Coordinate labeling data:
○ ○ ○ ○

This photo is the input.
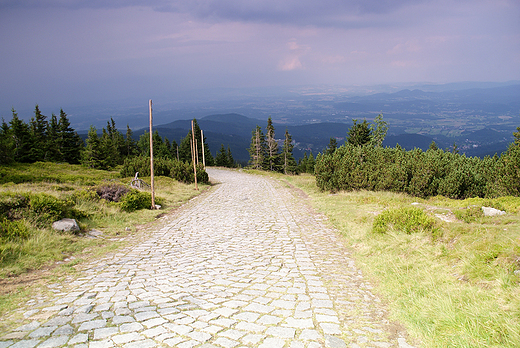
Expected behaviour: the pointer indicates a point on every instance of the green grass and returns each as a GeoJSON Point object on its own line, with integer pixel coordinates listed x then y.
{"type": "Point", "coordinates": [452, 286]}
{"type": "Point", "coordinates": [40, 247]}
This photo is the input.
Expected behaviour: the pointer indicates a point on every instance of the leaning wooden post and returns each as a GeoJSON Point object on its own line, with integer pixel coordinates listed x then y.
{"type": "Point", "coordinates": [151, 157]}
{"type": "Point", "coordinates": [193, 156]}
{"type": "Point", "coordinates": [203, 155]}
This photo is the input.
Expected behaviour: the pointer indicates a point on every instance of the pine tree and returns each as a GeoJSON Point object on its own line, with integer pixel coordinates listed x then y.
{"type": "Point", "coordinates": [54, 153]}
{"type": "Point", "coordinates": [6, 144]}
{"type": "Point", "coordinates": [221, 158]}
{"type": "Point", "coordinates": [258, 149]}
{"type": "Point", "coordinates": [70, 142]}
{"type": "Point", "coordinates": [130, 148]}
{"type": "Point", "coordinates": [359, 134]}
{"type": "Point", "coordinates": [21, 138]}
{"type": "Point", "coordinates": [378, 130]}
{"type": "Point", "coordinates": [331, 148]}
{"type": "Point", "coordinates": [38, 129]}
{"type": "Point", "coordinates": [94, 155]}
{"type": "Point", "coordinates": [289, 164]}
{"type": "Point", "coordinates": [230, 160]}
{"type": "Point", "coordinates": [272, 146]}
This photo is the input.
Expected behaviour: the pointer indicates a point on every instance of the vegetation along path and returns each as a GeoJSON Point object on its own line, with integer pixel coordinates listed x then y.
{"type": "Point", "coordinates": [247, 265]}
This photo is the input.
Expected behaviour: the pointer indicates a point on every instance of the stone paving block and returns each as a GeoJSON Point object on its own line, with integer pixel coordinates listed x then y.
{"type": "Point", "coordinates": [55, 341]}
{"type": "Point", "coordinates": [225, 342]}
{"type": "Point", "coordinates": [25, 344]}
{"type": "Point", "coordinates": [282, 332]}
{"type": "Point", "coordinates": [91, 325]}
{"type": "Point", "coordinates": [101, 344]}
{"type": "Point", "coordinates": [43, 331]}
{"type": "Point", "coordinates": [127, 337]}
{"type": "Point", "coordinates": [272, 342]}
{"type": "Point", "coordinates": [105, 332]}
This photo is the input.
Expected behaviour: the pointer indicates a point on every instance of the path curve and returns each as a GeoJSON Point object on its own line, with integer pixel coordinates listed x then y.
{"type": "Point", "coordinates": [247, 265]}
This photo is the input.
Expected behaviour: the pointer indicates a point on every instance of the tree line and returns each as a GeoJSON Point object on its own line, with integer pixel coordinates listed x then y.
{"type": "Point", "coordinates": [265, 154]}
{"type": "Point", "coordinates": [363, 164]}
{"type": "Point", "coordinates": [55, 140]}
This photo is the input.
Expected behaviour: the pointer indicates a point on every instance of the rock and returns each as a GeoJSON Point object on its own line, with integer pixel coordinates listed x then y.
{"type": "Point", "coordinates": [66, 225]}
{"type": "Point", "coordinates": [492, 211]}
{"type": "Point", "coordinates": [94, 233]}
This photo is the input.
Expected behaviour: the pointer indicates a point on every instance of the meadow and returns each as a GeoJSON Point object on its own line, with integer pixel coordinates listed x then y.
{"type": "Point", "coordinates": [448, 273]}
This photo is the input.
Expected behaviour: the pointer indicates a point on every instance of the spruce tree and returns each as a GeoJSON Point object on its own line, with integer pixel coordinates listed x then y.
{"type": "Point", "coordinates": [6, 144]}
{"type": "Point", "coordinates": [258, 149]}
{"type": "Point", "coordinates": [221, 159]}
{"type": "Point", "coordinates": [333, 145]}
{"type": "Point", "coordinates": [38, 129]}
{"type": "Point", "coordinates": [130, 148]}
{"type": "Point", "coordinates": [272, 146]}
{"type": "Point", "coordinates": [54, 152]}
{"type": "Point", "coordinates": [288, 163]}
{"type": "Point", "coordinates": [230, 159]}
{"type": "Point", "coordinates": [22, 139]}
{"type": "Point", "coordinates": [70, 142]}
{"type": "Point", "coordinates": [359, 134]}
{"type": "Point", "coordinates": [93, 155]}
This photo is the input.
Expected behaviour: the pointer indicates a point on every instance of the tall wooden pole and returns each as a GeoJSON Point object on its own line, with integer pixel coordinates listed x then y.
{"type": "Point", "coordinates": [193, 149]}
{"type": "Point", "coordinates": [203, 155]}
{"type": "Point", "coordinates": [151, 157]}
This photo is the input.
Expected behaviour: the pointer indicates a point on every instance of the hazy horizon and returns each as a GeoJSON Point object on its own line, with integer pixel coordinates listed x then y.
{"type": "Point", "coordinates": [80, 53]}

○ ○ ○ ○

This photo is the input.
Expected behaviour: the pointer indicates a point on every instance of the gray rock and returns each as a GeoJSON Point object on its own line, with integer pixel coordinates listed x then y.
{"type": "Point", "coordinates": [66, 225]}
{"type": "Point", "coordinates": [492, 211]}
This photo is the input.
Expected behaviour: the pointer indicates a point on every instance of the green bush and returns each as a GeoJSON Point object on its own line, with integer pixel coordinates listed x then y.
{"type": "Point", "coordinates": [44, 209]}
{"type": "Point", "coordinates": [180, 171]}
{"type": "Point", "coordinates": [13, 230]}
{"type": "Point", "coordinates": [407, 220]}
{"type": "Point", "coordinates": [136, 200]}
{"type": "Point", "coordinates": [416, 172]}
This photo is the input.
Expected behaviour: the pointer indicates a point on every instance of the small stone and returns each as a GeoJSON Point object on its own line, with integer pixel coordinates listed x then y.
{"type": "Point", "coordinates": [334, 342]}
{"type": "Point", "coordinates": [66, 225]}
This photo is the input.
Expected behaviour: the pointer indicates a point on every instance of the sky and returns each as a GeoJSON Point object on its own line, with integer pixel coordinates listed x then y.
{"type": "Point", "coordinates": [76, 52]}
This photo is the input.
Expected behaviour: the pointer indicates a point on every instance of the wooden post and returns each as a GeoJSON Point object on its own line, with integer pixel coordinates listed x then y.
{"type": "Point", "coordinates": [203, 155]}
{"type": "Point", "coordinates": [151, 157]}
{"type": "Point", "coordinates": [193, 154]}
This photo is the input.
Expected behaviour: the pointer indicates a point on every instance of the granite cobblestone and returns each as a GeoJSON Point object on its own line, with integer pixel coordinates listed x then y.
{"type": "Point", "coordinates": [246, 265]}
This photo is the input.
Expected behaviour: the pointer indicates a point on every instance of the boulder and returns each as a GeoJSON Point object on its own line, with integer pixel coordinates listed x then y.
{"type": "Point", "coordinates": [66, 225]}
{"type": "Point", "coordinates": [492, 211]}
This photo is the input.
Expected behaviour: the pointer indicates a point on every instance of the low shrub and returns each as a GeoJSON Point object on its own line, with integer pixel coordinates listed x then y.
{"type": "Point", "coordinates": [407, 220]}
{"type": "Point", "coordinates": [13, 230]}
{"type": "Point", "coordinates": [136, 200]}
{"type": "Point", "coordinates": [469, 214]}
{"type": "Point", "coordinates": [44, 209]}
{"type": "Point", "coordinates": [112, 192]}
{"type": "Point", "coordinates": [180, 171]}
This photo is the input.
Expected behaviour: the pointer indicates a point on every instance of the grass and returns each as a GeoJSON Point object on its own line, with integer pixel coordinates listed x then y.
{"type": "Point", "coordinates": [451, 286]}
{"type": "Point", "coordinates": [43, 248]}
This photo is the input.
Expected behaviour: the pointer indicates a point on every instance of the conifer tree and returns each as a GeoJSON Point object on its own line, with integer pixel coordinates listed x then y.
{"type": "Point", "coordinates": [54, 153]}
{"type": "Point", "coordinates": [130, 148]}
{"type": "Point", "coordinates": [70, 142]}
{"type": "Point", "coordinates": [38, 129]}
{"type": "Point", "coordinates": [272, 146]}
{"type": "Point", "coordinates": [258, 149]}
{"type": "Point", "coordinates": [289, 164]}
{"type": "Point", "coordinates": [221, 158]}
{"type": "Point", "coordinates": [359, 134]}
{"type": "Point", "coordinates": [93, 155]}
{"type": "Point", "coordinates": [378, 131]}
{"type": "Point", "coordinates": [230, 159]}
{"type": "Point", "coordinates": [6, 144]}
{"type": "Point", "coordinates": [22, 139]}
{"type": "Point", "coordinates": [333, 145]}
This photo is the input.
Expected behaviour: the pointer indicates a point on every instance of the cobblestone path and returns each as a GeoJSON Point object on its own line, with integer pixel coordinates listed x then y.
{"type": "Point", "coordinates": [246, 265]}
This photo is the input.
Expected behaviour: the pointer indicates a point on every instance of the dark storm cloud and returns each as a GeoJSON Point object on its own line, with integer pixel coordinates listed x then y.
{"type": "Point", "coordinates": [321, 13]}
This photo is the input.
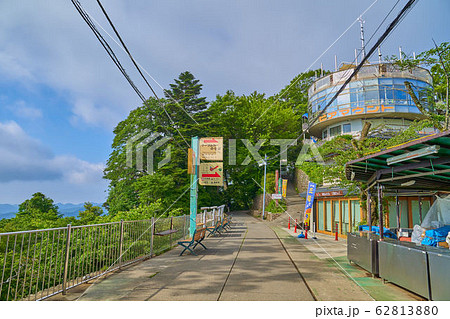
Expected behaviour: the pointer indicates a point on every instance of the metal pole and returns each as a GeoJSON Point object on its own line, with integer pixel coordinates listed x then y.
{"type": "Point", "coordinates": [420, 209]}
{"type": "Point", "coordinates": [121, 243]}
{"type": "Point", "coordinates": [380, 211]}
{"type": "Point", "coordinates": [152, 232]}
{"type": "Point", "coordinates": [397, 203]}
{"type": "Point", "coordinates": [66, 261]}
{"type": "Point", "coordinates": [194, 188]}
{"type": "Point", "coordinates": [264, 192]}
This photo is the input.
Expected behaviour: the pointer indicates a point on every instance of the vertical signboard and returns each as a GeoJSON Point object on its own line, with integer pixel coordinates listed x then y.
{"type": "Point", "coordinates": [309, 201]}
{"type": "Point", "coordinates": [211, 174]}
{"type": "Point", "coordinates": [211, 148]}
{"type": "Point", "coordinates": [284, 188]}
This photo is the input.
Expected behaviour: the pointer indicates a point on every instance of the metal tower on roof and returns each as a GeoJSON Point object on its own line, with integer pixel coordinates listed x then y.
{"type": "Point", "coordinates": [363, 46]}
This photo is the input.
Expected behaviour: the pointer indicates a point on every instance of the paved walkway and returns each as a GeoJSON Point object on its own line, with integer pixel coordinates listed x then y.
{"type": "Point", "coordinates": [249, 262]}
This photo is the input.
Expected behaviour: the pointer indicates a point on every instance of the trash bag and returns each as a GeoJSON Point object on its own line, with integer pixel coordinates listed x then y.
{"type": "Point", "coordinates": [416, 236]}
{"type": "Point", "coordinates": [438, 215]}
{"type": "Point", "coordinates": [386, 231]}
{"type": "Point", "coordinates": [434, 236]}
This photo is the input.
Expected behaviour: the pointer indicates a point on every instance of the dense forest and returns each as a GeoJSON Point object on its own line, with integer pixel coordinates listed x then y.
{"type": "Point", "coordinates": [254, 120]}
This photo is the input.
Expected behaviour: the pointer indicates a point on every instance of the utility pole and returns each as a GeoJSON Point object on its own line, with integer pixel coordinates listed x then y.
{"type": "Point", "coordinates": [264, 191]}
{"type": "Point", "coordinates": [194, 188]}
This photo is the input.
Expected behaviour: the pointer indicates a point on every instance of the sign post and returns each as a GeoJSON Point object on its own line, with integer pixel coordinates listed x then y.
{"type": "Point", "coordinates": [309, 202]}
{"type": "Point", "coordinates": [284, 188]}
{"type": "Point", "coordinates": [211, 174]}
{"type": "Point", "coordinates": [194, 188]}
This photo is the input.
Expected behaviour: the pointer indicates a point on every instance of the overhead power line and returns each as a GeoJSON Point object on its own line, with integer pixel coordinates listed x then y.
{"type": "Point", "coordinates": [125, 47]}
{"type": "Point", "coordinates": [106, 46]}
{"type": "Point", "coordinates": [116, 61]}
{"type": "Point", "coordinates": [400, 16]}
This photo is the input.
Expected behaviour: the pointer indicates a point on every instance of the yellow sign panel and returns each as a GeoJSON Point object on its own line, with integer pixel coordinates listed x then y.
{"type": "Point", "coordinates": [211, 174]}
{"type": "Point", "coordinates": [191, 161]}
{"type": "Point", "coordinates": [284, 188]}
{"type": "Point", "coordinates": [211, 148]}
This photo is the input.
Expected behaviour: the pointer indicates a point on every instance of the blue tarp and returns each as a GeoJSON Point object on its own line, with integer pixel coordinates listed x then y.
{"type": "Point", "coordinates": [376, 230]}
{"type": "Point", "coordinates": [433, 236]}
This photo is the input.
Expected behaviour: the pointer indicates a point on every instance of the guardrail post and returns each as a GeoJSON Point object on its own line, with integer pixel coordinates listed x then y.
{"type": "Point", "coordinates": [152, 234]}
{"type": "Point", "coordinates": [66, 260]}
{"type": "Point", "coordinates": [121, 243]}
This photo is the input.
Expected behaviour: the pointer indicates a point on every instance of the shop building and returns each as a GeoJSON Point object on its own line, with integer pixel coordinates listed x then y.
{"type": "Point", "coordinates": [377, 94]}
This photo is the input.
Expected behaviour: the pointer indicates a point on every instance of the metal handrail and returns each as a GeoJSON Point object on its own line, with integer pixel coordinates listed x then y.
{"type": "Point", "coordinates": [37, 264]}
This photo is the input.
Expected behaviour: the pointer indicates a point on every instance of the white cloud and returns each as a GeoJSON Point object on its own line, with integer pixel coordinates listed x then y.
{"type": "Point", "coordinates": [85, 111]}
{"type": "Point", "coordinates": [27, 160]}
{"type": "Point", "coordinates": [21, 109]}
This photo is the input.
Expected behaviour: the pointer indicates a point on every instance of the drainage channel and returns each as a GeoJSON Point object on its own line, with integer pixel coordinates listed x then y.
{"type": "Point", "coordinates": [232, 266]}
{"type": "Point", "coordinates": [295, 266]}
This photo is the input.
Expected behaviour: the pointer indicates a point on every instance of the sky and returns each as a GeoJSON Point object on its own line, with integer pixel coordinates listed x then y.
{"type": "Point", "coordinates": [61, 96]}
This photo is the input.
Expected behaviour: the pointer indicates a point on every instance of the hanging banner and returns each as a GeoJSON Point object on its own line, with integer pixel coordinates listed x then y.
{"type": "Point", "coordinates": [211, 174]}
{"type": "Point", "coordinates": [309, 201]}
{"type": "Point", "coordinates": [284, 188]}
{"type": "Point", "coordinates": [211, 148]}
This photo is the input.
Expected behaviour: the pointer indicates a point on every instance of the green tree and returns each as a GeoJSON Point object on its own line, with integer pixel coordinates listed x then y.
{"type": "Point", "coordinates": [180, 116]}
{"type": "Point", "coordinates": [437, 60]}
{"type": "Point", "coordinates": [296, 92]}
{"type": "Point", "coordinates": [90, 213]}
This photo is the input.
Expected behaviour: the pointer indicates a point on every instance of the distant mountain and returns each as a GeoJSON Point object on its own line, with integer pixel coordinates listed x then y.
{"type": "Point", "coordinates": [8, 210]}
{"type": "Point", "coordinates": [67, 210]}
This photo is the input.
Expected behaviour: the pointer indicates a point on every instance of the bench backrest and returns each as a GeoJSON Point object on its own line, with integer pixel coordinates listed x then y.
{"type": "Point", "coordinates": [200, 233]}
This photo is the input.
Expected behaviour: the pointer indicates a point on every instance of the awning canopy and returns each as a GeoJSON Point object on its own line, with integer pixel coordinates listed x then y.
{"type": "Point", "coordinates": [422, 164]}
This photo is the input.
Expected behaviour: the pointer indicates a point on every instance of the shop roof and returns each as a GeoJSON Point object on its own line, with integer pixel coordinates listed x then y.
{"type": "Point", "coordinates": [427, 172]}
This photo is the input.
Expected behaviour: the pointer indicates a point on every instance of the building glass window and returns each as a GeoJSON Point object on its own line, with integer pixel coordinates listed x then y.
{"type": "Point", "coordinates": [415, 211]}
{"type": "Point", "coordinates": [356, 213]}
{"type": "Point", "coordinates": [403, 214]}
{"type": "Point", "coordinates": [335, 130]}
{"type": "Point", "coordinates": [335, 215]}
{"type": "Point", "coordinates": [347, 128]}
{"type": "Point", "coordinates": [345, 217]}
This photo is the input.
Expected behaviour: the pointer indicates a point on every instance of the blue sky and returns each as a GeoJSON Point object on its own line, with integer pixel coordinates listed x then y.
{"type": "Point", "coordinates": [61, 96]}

○ ○ ○ ○

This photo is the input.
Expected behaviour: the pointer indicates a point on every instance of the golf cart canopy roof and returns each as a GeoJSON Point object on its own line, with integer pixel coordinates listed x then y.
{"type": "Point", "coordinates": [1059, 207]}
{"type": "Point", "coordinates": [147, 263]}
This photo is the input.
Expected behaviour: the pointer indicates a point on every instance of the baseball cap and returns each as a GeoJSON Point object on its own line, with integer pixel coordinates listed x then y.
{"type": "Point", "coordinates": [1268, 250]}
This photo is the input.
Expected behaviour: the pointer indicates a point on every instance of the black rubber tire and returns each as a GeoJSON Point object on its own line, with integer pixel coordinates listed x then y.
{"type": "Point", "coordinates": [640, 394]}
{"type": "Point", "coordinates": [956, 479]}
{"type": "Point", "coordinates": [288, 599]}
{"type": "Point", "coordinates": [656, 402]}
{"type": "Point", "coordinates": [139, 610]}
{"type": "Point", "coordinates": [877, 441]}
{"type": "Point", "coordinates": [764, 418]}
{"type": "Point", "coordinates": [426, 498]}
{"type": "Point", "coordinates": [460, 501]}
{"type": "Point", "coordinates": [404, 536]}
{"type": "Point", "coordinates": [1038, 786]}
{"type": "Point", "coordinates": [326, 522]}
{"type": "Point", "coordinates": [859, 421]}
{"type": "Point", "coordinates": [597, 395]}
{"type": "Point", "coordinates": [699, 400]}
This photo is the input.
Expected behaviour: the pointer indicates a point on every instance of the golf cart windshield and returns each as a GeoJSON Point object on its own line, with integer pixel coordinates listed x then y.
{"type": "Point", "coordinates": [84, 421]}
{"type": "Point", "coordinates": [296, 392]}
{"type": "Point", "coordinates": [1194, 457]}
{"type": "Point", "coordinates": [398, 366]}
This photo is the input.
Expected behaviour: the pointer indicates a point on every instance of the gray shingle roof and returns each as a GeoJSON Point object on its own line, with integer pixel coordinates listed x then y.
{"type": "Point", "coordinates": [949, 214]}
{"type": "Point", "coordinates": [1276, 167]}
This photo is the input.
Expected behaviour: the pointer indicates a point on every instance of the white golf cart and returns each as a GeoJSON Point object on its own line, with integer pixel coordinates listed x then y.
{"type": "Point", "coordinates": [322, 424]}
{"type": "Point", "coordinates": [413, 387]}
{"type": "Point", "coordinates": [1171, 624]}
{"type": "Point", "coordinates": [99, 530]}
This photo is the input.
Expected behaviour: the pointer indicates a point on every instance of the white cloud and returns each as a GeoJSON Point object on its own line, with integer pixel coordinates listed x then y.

○ ○ ○ ○

The exercise: Please find every line above that contains the word "cobblestone" and copy each of those lines. Letter case matters.

Result:
Expected behaviour: the pointer indicates a point on every instance of the granite cobblestone and returns each as a GeoJSON Point object on its own line, with integer pixel coordinates listed x then y.
Expected behaviour: the pointer indicates a point on every instance of the cobblestone path and returns each as a GeoJSON Point object on its own line, with integer pixel coordinates listed x then y.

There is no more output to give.